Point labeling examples
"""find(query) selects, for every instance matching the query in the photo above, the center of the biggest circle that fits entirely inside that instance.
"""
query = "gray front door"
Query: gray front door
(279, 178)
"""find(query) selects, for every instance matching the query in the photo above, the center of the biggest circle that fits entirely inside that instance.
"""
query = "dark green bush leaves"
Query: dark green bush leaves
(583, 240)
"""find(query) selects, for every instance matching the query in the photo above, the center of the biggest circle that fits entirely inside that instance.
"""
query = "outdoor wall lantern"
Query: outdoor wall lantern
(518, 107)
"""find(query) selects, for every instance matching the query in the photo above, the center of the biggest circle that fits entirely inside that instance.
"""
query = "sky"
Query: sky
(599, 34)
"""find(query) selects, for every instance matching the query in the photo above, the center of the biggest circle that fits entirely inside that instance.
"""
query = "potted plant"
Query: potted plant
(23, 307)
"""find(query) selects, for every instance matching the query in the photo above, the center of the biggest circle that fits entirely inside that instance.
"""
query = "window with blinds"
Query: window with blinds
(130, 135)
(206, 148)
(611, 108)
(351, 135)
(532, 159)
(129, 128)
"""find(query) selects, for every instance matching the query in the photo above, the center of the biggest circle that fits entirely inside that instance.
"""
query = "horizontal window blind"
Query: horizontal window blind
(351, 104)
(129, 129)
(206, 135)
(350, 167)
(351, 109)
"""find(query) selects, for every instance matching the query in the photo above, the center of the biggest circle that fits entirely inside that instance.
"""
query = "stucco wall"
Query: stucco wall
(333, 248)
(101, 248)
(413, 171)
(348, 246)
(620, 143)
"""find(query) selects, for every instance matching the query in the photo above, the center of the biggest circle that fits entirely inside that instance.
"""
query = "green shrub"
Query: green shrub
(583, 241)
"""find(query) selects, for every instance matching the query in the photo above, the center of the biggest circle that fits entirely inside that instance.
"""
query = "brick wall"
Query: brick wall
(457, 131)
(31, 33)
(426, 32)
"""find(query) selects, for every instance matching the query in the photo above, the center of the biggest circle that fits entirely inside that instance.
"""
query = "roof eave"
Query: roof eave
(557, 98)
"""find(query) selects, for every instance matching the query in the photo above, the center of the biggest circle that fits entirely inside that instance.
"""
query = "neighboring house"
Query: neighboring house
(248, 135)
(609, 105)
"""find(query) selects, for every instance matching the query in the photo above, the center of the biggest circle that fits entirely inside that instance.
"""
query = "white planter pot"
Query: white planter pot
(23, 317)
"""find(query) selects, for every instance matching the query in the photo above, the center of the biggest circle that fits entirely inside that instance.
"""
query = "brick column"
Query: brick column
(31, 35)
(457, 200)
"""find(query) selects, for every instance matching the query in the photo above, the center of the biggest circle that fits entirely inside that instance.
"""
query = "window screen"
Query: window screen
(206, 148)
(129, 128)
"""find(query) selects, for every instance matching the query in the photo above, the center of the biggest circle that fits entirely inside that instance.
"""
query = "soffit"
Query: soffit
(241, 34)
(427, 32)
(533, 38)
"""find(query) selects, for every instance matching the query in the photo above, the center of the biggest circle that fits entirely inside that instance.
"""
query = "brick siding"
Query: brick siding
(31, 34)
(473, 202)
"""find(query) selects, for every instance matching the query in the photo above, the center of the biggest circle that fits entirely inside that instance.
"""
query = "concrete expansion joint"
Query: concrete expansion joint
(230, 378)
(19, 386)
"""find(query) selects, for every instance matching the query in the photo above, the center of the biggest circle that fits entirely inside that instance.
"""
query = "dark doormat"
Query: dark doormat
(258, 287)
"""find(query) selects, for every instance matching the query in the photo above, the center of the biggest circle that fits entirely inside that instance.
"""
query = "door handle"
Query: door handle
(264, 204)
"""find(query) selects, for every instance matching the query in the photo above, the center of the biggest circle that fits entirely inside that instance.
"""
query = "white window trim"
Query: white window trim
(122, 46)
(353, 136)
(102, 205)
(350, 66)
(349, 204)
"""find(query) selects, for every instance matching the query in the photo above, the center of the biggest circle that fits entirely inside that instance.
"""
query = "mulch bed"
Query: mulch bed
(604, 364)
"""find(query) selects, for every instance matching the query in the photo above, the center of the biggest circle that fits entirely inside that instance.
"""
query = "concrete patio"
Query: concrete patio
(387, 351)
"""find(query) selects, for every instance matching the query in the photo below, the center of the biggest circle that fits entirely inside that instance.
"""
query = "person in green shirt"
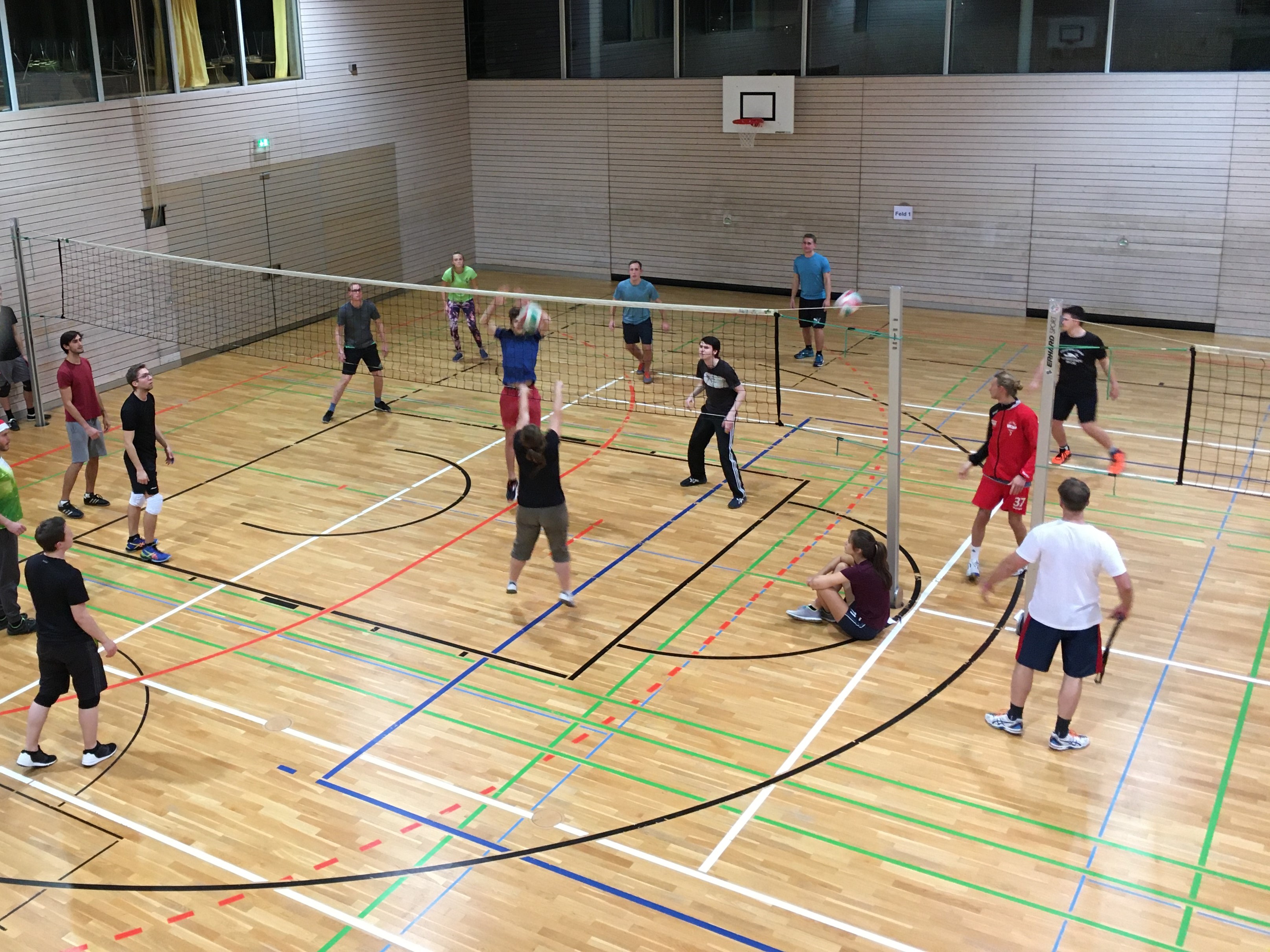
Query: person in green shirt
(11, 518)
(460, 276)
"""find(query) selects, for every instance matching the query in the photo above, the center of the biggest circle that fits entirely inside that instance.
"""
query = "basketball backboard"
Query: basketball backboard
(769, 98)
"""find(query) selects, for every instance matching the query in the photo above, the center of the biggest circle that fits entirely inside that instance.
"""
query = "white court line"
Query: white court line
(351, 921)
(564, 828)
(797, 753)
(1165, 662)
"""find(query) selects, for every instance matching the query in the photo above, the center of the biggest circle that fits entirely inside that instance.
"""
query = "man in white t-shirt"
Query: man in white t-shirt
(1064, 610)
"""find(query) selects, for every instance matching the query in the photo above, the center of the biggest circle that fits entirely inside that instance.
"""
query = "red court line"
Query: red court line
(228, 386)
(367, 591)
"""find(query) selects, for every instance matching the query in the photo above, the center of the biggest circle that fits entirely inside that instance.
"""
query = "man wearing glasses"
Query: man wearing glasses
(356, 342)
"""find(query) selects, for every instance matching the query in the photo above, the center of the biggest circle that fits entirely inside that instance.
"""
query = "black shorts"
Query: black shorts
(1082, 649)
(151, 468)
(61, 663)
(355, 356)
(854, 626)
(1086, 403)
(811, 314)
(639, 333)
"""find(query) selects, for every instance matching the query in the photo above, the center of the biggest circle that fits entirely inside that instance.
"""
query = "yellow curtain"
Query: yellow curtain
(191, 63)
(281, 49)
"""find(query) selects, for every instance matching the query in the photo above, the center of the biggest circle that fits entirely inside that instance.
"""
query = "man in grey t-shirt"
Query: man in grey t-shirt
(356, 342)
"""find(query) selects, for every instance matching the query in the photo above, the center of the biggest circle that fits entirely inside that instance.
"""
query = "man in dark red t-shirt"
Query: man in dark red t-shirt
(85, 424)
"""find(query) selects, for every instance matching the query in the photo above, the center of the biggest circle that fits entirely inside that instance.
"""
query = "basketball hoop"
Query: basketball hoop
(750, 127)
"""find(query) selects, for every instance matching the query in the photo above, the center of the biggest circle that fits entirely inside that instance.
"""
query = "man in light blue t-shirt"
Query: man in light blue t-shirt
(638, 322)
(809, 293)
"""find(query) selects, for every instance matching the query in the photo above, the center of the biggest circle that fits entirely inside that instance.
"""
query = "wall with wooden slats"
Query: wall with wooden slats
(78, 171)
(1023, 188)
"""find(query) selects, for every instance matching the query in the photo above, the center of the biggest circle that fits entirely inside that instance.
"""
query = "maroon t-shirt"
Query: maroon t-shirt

---

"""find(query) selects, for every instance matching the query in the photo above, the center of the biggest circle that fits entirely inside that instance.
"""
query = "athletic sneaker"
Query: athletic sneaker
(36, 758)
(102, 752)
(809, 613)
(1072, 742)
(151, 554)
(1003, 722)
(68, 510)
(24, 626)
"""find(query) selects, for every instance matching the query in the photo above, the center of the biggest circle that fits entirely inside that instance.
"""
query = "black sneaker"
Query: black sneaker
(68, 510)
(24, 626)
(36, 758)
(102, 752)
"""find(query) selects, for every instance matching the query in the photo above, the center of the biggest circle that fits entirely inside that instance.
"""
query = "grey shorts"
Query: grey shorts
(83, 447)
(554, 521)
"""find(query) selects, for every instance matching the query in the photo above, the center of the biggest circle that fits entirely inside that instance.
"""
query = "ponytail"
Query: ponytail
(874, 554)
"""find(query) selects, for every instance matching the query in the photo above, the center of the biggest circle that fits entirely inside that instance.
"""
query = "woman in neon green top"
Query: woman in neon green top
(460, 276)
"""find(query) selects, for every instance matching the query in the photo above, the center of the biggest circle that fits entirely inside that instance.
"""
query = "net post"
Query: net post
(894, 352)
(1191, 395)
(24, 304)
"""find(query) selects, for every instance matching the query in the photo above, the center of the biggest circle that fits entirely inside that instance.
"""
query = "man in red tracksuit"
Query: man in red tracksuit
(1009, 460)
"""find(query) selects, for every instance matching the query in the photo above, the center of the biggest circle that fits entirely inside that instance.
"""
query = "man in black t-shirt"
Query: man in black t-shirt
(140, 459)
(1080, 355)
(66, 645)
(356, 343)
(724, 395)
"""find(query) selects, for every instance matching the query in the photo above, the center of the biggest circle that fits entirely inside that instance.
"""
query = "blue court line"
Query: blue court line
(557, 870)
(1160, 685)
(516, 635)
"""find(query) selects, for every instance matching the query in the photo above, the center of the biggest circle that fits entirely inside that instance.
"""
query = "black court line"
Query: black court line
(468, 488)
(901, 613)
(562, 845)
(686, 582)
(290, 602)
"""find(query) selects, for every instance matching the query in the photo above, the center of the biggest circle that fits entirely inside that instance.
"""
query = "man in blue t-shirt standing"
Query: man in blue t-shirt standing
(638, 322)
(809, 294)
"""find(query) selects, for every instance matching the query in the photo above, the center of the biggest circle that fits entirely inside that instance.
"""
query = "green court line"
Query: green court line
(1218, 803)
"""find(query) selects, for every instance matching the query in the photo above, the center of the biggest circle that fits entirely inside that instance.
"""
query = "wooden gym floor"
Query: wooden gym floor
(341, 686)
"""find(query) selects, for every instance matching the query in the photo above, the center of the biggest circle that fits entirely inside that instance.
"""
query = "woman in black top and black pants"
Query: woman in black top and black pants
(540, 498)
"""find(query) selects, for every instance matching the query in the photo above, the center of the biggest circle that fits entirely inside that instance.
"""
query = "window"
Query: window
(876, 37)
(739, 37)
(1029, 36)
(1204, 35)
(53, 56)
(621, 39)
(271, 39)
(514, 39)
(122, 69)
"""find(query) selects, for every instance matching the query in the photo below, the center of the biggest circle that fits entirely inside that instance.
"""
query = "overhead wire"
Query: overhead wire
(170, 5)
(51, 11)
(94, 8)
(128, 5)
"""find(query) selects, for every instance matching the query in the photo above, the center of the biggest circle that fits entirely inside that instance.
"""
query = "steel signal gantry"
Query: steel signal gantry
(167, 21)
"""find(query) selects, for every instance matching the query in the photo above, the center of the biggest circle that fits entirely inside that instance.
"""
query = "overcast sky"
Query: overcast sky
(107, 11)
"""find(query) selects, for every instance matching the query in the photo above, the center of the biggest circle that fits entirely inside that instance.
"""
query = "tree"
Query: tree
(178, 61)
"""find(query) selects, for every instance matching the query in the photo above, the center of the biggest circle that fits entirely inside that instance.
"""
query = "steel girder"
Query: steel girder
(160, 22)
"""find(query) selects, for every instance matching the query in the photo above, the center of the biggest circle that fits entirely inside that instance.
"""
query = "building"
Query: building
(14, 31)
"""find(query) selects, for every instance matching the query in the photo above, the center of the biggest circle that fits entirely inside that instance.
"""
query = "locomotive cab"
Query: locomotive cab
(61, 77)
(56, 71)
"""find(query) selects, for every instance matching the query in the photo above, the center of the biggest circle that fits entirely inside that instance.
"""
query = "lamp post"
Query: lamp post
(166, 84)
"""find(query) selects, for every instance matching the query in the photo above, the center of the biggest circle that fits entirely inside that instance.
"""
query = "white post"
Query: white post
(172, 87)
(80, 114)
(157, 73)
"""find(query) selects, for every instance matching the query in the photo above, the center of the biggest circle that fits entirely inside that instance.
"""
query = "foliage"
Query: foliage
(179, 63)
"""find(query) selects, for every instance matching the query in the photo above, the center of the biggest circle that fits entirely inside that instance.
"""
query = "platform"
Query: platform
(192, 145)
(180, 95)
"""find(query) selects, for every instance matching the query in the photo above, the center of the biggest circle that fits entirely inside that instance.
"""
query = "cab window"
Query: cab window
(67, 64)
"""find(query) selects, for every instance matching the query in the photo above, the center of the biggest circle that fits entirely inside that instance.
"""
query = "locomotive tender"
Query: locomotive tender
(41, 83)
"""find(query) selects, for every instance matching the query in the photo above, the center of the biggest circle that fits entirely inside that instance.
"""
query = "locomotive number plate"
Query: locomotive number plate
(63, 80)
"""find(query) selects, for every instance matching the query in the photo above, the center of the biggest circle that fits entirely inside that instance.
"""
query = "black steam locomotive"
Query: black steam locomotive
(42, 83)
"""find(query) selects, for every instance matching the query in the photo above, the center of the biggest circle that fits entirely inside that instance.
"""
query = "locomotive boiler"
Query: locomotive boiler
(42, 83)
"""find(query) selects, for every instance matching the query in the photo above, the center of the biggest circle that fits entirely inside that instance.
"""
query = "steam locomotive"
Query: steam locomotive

STATED TASK:
Pick out each line above that includes the word "patio", matching case exactly.

EXPECTED ANSWER:
query = "concrete patio"
Query: concrete patio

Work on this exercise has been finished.